• [The problem]:
Where an image occurs, skip it and print the rest of the records verbatim.

• [Data for this exercise]:

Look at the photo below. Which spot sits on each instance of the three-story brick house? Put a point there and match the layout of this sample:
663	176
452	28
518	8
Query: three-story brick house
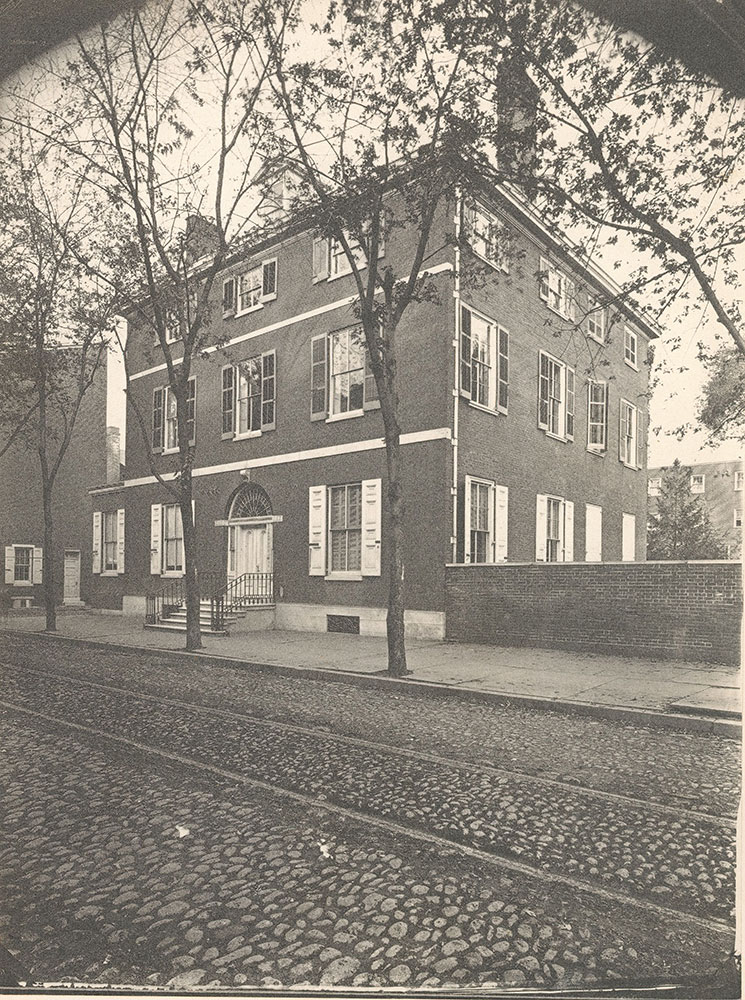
522	407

• [Answer area]:
Look at the photo below. Which spot sits on each instance of the three-story brick house? Put a point there and match the layout of this sample:
663	176
452	28
518	8
Query: three-story brick house
522	407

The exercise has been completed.